Task 1 =
Please echo the part of the passage on Turing degrees that opens with the words containing "Put a bit more" and closes with "the first-order perspective.".
Task 2 =
Render this sentence from the passage on Turing degrees into Spanish: "This is one way in which a structure can be complicated."

Text provided =
....

Now suppose I have a structure where it's very difficult to tell whether it has a given property or not. This is one way in which a structure can be complicated. And this is exactly what Simpson's result says: that the theory of the Turing degrees subsumes all of the theory of natural numbers and sets of natural numbers. That is, there is a computable process for turning a first-order sentence $\varphi$ about the structure $\mathcal{N}_2=(\mathbb{N},\mathcal{P}(\mathbb{N}),+,\times,\in)$ (note: "true second-order sentence about $(\mathbb{N},+,\times)$" is the same as "true first-order sentence about $(\mathbb{N},\mathcal{P}(\mathbb{N}),+,\times,\in)$") into a sentence $\hat{\varphi}$ such that $\varphi$ is true in $\mathcal{N}_2$ iff $\hat{\varphi}$ is true in the Turing degrees. For example, if I had the theory of the Turing degrees "in hand" I would be able to tell immediately whether (say) the Goldbach conjecture is true, since Goldbach is first-order expressible in $\mathcal{N}_2$.

Put a bit more concretely: if I had a group where I needed to solve the Goldbach conjecture to tell if it was abelian, and do similar things to tell if it had other basic group-theoretic properties, I'd say it was pretty complicated. Simpson's result is basically saying that the same thing happens in the Turing degrees: understanding them completely requires that you understand everything there is to know about sets of natural numbers, at least from the first-order perspective.

....

Excerpted data =
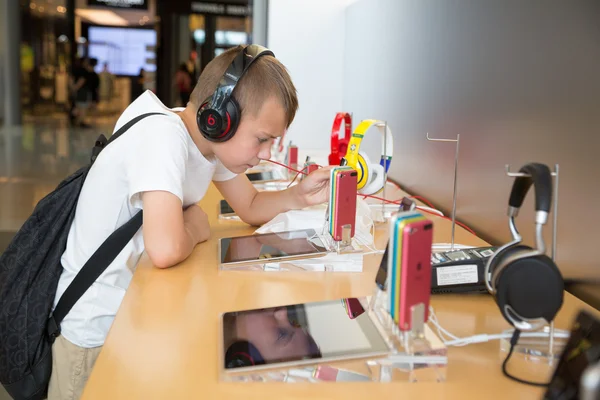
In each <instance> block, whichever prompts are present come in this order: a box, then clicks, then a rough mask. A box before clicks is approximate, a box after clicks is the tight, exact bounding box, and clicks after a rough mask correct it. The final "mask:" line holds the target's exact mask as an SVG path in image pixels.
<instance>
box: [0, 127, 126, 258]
mask: <svg viewBox="0 0 600 400" xmlns="http://www.w3.org/2000/svg"><path fill="white" fill-rule="evenodd" d="M115 121H116V117H107V118H102V119H99V120H98V121H96V122H95V125H94V126H93V127H92V128H74V127H71V126H70V125H69V123H68V121H67V120H66V118H65V117H56V116H54V117H45V118H44V117H35V118H27V119H26V120H25V121H24V122H23V125H22V126H12V127H6V126H3V127H0V253H1V252H2V251H3V250H4V249H5V248H6V245H7V244H8V242H9V241H10V240H11V238H12V237H13V235H14V233H15V232H16V231H17V230H18V229H19V228H20V227H21V225H22V224H23V222H24V221H25V219H26V218H27V217H28V216H29V215H30V214H31V212H32V211H33V208H34V207H35V205H36V204H37V202H38V201H39V200H40V199H41V198H42V197H44V196H45V195H46V194H47V193H49V192H50V191H52V190H53V189H54V188H55V187H56V185H57V184H58V183H59V182H60V181H61V180H62V179H64V178H66V177H67V176H68V175H69V174H70V173H72V172H74V171H75V170H77V169H78V168H79V167H80V166H82V165H84V164H85V163H87V162H89V157H90V154H91V149H92V147H93V145H94V142H95V140H96V138H97V137H98V136H99V135H100V134H101V133H103V134H105V135H107V136H108V135H109V134H110V133H111V132H112V128H113V126H114V123H115Z"/></svg>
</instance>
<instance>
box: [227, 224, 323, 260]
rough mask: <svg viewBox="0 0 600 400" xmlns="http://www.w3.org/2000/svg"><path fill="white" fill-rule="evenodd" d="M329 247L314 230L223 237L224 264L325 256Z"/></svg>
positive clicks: (277, 232) (267, 233)
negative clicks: (287, 258)
mask: <svg viewBox="0 0 600 400" xmlns="http://www.w3.org/2000/svg"><path fill="white" fill-rule="evenodd" d="M326 252H327V249H326V248H325V246H324V245H323V242H321V240H320V239H319V238H318V237H316V232H315V231H314V229H304V230H297V231H287V232H277V233H265V234H260V235H249V236H239V237H233V238H222V239H221V246H220V259H221V264H228V263H239V262H248V261H256V260H265V259H285V258H291V257H299V256H307V257H310V256H320V255H324V254H325V253H326Z"/></svg>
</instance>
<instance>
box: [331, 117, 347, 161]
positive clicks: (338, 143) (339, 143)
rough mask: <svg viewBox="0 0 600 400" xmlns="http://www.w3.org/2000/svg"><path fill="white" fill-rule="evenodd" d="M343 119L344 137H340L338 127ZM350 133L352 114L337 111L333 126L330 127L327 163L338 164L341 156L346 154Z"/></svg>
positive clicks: (339, 160) (340, 123)
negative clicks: (330, 132)
mask: <svg viewBox="0 0 600 400" xmlns="http://www.w3.org/2000/svg"><path fill="white" fill-rule="evenodd" d="M342 120H343V121H344V127H345V133H344V138H343V139H340V127H341V125H342ZM351 135H352V116H350V114H348V113H344V112H339V113H337V114H335V119H334V120H333V126H332V127H331V154H329V165H340V162H341V161H342V158H343V157H344V156H345V155H346V151H347V149H348V142H349V141H350V136H351Z"/></svg>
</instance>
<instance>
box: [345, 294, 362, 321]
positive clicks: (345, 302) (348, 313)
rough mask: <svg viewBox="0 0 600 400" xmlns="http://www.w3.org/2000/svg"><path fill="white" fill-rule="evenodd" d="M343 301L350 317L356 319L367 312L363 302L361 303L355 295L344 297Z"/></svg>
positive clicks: (350, 317) (346, 310)
mask: <svg viewBox="0 0 600 400" xmlns="http://www.w3.org/2000/svg"><path fill="white" fill-rule="evenodd" d="M342 303H343V304H344V308H345V309H346V314H348V317H349V318H350V319H354V318H356V317H358V316H359V315H361V314H363V313H364V312H365V309H364V308H363V306H362V304H360V301H359V300H358V299H357V298H355V297H351V298H347V299H342Z"/></svg>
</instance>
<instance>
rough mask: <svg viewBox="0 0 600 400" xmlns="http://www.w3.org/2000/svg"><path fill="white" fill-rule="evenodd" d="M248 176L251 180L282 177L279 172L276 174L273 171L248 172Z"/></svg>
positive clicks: (263, 180) (259, 181)
mask: <svg viewBox="0 0 600 400" xmlns="http://www.w3.org/2000/svg"><path fill="white" fill-rule="evenodd" d="M246 176H247V177H248V179H249V180H250V182H268V181H275V180H278V179H282V177H281V176H280V175H279V174H275V173H274V172H273V171H263V172H248V173H247V174H246Z"/></svg>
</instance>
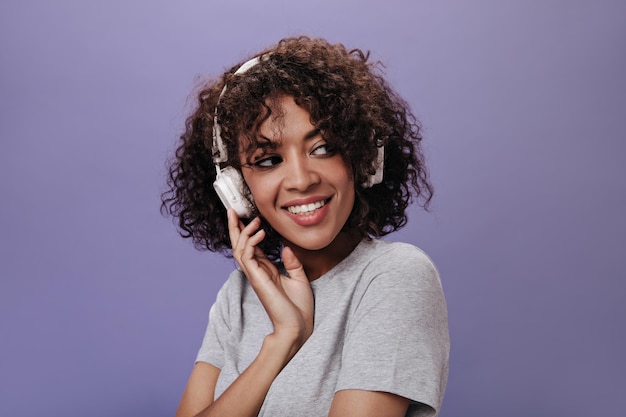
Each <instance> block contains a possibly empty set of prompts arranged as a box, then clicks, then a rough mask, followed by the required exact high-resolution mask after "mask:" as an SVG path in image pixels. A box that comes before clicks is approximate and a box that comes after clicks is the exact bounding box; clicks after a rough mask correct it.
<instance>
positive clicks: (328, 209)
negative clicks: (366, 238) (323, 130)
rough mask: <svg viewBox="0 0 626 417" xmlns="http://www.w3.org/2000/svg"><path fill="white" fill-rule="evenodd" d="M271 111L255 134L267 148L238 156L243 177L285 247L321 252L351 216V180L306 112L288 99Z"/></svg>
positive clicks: (278, 103)
mask: <svg viewBox="0 0 626 417" xmlns="http://www.w3.org/2000/svg"><path fill="white" fill-rule="evenodd" d="M275 106H276V107H278V111H273V112H272V115H271V116H270V118H268V119H267V120H266V121H265V122H264V123H263V124H262V125H261V128H260V131H259V134H260V135H261V137H262V138H265V139H267V143H264V142H263V141H261V142H260V145H261V147H260V148H258V149H256V150H255V151H254V153H253V154H252V155H251V156H245V155H242V156H241V158H242V173H243V177H244V179H245V181H246V183H247V184H248V187H249V188H250V191H251V192H252V196H253V197H254V202H255V204H256V206H257V208H258V210H259V212H260V214H261V216H262V217H263V218H264V219H265V220H266V221H267V222H269V224H270V225H271V226H272V227H273V228H274V229H275V230H276V231H277V232H278V233H280V235H281V236H282V237H283V238H284V239H285V240H286V243H287V244H289V245H290V246H291V247H292V248H294V249H297V248H301V249H305V250H321V249H324V248H326V247H328V246H329V245H330V244H331V243H332V242H333V241H335V239H336V238H337V236H338V235H339V234H340V232H341V229H342V228H343V226H344V224H345V223H346V221H347V219H348V216H349V215H350V212H351V211H352V207H353V205H354V181H353V179H352V178H351V175H350V171H349V169H348V167H347V166H346V164H345V163H344V161H343V159H342V158H341V156H340V155H339V154H338V153H335V152H333V150H332V149H331V148H329V147H328V146H327V145H326V141H325V140H324V138H323V137H322V135H321V133H320V131H319V130H318V129H317V128H316V127H315V126H314V125H313V124H311V121H310V114H309V112H308V111H307V110H305V109H304V108H302V107H300V106H298V105H297V104H296V103H295V101H294V99H293V97H291V96H285V97H281V98H279V99H278V100H277V103H276V105H275ZM276 114H279V115H280V116H279V117H277V116H276Z"/></svg>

....

Problem solution 1 =
Put a bit more concretely: if I had a group where I needed to solve the Goldbach conjecture to tell if it was abelian, and do similar things to tell if it had other basic group-theoretic properties, I'd say it was pretty complicated. Simpson's result is basically saying that the same thing happens in the Turing degrees: understanding them completely requires that you understand everything there is to know about sets of natural numbers, at least from the first-order perspective.

Problem solution 2 =
Esta es una de las formas en que una estructura puede ser complicada.